The Steel Yard—it’s a rare place where industry and art mingle, not just happily but fruitfully.
Founded in the former Providence Steel and Iron complex in 2001, the Steel Yard has become a hot destination for local metal workers, college students, artists, and small-business owners. With its well-equipped workshops and educational funding, the Steel Yard gives would-be welders access to intensive job training. Hobbyists can take up ceramics, foundry arts, or jewelry making. And young people can attend art classes and summer camps. Out in the larger community, Steel Yard sculptors are honing their skills while working with local municipal officials to create inventive public bike racks, tree guards, trash cans, and recycling bins.
The Steel Yard’s founders—Clay Rockefeller ’03 and RISD grad Nick Bauta—imagined a place where local industrial artists could work together, learning from one another in the process. This spring, BAM intern Alexa Trearchis ’13 interviewed Rockefeller about the dream that’s now set in steel.
BAM Where did you get the idea for the Steel Yard?
CR During my sophomore year at Brown I discovered the sculpture studio in the basement of List. There was an incredibly supportive community of people who spent endless hours pushing one another and sharing their thoughts, ideas, and dreams. Around this time, the U.S. Army had launched its “Army of One” campaign, which was a strong tagline celebrating American individualism. I believed we needed to encourage people to work together instead of isolating themselves.

- [Data]
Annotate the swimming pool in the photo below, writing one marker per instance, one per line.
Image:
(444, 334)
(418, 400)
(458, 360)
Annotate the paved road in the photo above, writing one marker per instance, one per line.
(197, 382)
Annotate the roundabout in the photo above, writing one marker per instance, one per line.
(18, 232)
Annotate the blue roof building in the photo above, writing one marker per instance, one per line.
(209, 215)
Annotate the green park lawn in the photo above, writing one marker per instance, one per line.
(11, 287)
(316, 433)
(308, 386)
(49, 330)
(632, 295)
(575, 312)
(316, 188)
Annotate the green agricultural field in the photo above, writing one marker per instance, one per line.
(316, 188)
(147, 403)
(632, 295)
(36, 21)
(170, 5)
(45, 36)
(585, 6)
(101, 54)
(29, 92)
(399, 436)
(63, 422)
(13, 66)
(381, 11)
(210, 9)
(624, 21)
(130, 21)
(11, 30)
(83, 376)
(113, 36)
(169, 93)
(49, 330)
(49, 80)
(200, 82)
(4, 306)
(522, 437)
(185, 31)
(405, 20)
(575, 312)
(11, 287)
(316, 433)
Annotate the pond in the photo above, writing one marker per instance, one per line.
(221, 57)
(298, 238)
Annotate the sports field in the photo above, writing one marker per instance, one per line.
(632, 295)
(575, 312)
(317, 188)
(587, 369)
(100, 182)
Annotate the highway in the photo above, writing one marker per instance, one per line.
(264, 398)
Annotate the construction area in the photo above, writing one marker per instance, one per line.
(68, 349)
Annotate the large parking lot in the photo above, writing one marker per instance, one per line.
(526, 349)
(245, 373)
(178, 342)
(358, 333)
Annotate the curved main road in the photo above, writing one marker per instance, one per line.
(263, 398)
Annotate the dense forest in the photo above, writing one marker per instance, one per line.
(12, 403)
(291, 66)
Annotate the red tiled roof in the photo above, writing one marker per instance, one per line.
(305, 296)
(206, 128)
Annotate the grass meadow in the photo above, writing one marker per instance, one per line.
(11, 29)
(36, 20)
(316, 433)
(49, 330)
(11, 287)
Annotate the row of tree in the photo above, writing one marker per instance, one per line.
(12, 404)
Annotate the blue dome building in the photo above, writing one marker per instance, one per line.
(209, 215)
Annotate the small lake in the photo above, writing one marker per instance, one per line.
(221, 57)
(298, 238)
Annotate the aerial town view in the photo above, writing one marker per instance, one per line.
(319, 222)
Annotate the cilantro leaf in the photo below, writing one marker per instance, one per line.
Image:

- [Task directions] Reproduce the entire Steel Yard article word for word. Rely only on the Steel Yard article for everything that follows.

- [Result below]
The Steel Yard—it’s a rare place where industry and art mingle, not just happily but fruitfully.
Founded in the former Providence Steel and Iron complex in 2001, the Steel Yard has become a hot destination for local metal workers, college students, artists, and small-business owners. With its well-equipped workshops and educational funding, the Steel Yard gives would-be welders access to intensive job training. Hobbyists can take up ceramics, foundry arts, or jewelry making. And young people can attend art classes and summer camps. Out in the larger community, Steel Yard sculptors are honing their skills while working with local municipal officials to create inventive public bike racks, tree guards, trash cans, and recycling bins.
The Steel Yard’s founders—Clay Rockefeller ’03 and RISD grad Nick Bauta—imagined a place where local industrial artists could work together, learning from one another in the process. This spring, BAM intern Alexa Trearchis ’13 interviewed Rockefeller about the dream that’s now set in steel.
BAM Where did you get the idea for the Steel Yard?
CR During my sophomore year at Brown I discovered the sculpture studio in the basement of List. There was an incredibly supportive community of people who spent endless hours pushing one another and sharing their thoughts, ideas, and dreams. Around this time, the U.S. Army had launched its “Army of One” campaign, which was a strong tagline celebrating American individualism. I believed we needed to encourage people to work together instead of isolating themselves.